SOURCE:
--- BEGIN ---
I'd recommend reading them in the order they were written.  This is usually my recommendation for reading any author since more discerning readers will sense a change in quality and writing maturation from multiple books.  This is even more pronounced when reading books featuring the same characters/worlds.  So, in the case of Drizzt, I'd read the terribly written Icewind Dale Trilogy, the slightly better Dark Elf Trilogy (recenlty repackaged with a snazzy Lockwood cover) and then the stuff that comes afterwards.  Although I detest Salvatore, his strength as a writer clearly increases over the course of these books and its best to read them and watch him grow as a writer.


----------



## msd (Jun 9, 2004)

*An interesting issue*



			
				The Serge said:
			
		

> I'd read the terribly written Icewind Dale Trilogy...Although I detest Salvatore




This really was the source of the question.  I love the campaign sourcebook and really enjoy the other books about the setting but never had read the novels...

I picked up the Crystal Shard and am just having one HECK of a time trying to get through the first 50 pages.  The writing is just so...

I guess, what I am wondering is, do people read a lot of the non-Salvatore Forgotten Realms stuff, is the Crystal Shard reall (as you seem to indicate) not representative of his stuff, and if not...

Does anyon want to recommend a really good fantasy book while I'm still on vacation and before my summer job starts?
--- END ---
EXCERPTED DATA:
--- BEGIN ---
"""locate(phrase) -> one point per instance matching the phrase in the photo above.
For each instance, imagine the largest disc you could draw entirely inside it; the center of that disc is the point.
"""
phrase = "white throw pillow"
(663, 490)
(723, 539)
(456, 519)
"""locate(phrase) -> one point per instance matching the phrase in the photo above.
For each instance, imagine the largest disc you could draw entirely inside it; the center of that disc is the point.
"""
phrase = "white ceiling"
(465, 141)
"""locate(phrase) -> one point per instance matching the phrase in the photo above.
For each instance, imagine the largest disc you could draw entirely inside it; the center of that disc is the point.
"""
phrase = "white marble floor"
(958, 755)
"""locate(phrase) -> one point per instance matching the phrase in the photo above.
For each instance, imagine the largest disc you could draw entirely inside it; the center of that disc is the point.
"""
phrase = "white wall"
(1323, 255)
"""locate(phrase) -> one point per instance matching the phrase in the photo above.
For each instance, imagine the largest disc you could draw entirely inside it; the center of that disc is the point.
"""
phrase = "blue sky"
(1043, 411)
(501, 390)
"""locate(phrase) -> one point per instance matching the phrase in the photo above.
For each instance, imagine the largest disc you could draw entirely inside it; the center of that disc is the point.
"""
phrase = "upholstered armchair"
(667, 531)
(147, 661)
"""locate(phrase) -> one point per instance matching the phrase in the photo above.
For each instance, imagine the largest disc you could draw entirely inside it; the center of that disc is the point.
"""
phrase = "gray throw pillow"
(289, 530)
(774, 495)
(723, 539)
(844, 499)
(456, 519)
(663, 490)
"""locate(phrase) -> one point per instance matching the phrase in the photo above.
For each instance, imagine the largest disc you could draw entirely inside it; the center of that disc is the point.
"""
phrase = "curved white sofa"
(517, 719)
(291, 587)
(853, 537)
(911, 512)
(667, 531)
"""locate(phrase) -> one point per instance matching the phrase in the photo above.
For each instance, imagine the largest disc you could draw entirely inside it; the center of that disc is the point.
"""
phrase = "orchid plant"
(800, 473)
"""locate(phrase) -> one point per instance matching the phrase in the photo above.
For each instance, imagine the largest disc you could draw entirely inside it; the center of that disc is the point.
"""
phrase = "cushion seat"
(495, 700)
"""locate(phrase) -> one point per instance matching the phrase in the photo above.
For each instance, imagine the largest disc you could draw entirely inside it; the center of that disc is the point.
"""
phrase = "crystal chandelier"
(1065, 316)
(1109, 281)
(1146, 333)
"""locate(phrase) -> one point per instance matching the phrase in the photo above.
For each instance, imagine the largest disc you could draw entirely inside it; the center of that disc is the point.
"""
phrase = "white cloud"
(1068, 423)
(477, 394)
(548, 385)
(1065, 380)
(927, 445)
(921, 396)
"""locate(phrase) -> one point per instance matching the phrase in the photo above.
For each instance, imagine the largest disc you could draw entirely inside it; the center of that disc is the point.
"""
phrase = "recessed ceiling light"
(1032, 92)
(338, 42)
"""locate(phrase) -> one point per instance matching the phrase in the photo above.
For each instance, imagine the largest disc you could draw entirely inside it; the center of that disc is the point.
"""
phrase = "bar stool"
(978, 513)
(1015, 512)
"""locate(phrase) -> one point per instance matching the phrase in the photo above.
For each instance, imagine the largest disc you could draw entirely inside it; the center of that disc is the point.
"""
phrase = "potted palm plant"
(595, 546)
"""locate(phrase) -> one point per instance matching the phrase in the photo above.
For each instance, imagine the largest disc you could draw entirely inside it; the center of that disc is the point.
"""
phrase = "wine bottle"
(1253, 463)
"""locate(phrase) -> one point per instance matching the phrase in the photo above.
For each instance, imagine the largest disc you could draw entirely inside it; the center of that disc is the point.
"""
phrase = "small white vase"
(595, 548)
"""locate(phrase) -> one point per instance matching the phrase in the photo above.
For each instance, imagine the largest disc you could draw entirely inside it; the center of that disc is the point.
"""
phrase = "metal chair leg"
--- END ---
EXERCISE SET:
A. In the forum thread about Salvatore's novels, which trilogy was recently repackaged with a Lockwood cover?
B. Resume the forum thread about Salvatore's novels from the point where it stops.
The listing comes from a different source than the forum thread about Salvatore's novels.

ANSWERS TO THE EXERCISES:
A. The Dark Elf Trilogy.

B.
Thanks in advance and thanks for all the help you guys have already given.

Matt


----------



## The Serge (Jun 9, 2004)

Icewind Dale's, I believe, his first big time, professional undertaking.  His talent improves dramatically in subsequent books.  However, I don't like him and never will (and I've read 10 of his books in order to find out what I should avoid as a writer... And because I wanted to understand as much as possible about Drizzt and his dubious popularity).

That said, I've found most of the novels out of TSR/WotC to be substandard.  Weis and Hickman of Dragonlance fame are the only authors of the talent I'm drawn to and their writing certainly improved over time.

As for what you could read now...?  I recommend Caitlin Kiernan's _Threshold_ and _Low Red Moon_.  Modern fantastic "horror."  Evocative, moody stuff.  Excellent.  She's a brilliant writer who captures a reader with frightening ease.  Highly recommended!


----------



## Angcuru (Jun 9, 2004)

I bought the Dark Elf Trilogy a while back but never got around to reading it.  Now, in this thread I get the impression that Sal's writing is either readable, or simply terrible.  Can anyone explain either view?


----------



## Dark Jezter (Jun 9, 2004)

Angcuru said:
			
		

> I bought the Dark Elf Trilogy a while back but never got around to reading it.  Now, in this thread I get the impression that Sal's writing is either readable, or simply terrible.  Can anyone explain either view?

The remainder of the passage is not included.